= INSTRUCTION =
Turn all the lines of the records below into a numbered list, and leave out any blank lines.

= RECORDS FOR THE TASK =
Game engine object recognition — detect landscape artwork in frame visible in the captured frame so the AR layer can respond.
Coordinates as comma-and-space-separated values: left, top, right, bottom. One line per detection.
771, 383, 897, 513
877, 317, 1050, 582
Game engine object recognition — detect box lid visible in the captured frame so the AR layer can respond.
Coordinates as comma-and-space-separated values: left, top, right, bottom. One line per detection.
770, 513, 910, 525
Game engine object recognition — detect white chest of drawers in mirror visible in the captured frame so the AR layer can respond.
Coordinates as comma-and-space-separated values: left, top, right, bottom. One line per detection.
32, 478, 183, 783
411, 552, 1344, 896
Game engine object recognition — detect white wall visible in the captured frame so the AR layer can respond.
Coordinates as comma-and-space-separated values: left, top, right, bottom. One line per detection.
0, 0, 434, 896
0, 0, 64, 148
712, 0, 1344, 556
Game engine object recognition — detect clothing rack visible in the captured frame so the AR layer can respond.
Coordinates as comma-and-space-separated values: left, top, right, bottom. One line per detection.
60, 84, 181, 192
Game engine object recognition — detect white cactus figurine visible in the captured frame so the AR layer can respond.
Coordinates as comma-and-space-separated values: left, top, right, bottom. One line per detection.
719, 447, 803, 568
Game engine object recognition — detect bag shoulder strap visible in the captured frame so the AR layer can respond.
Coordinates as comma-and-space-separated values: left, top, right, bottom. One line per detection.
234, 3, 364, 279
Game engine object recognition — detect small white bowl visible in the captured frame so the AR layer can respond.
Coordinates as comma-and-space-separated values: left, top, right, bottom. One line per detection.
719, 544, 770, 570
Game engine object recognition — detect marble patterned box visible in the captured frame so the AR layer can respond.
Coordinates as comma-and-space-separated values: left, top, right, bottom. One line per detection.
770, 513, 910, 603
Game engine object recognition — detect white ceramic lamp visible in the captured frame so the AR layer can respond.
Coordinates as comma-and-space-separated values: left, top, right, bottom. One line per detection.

= EXERCISE OUTPUT =
1. Game engine object recognition — detect landscape artwork in frame visible in the captured frame so the AR layer can respond.
2. Coordinates as comma-and-space-separated values: left, top, right, bottom. One line per detection.
3. 771, 383, 897, 513
4. 877, 317, 1050, 582
5. Game engine object recognition — detect box lid visible in the captured frame so the AR layer can respond.
6. Coordinates as comma-and-space-separated values: left, top, right, bottom. One line per detection.
7. 770, 513, 910, 525
8. Game engine object recognition — detect white chest of drawers in mirror visible in the captured frame so the AR layer can respond.
9. Coordinates as comma-and-space-separated values: left, top, right, bottom. One line per detection.
10. 32, 478, 183, 783
11. 411, 552, 1344, 896
12. Game engine object recognition — detect white wall visible in the captured frame so the AR layer can respond.
13. Coordinates as comma-and-space-separated values: left, top, right, bottom. One line per detection.
14. 0, 0, 434, 896
15. 0, 0, 64, 148
16. 712, 0, 1344, 556
17. Game engine object recognition — detect clothing rack visible in the captured frame so the AR layer can respond.
18. Coordinates as comma-and-space-separated values: left, top, right, bottom. One line per detection.
19. 60, 84, 181, 192
20. Game engine object recognition — detect white cactus figurine visible in the captured frame so the AR layer can respond.
21. Coordinates as comma-and-space-separated values: left, top, right, bottom. One line per detection.
22. 719, 447, 803, 568
23. Game engine object recognition — detect bag shoulder strap visible in the captured frame so the AR layer can respond.
24. Coordinates as comma-and-space-separated values: left, top, right, bottom. One line per detection.
25. 234, 3, 364, 279
26. Game engine object recognition — detect small white bowl visible in the captured frame so the AR layer can respond.
27. Coordinates as comma-and-space-separated values: left, top, right, bottom. One line per detection.
28. 719, 544, 770, 570
29. Game engine object recognition — detect marble patterned box visible in the captured frame so the AR layer can respond.
30. Coordinates as comma-and-space-separated values: left, top, right, bottom. One line per detection.
31. 770, 513, 910, 603
32. Game engine object recognition — detect white ceramic lamp visible in the captured frame so the AR layer can respond.
33. Coordinates as comma-and-space-separated values: left, top, right, bottom. One line per detection.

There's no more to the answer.